Given data =>

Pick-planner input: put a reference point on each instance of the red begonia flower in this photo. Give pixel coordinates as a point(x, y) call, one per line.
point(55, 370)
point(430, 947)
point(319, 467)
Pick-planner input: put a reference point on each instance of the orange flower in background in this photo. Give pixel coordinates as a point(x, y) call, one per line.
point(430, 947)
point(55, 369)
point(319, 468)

* * *

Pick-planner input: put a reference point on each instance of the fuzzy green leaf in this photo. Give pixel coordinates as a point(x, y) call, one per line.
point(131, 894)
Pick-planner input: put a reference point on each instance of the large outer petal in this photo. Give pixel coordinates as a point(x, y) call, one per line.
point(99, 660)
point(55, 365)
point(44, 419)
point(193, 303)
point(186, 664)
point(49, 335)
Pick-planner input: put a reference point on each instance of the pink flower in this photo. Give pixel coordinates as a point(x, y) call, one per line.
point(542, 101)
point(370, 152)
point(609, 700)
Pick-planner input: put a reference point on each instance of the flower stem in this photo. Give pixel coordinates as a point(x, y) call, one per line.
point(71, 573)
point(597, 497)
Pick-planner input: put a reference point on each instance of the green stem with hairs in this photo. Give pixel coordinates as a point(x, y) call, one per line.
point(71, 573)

Given exercise => Reproduce verbatim the rows from the line containing "the red begonia" up to and including the line containing "point(319, 468)".

Completed task =>
Pick-planner input: put a reference point on each instance of the red begonia flower in this photo. Give pixel coordinates as a point(x, y) call, one per line.
point(55, 370)
point(430, 947)
point(319, 467)
Pick-planner input: put a reference point on each instance of the orange flower in background in this photo. Give pixel coordinates as a point(x, y) call, one per line.
point(430, 947)
point(55, 369)
point(319, 468)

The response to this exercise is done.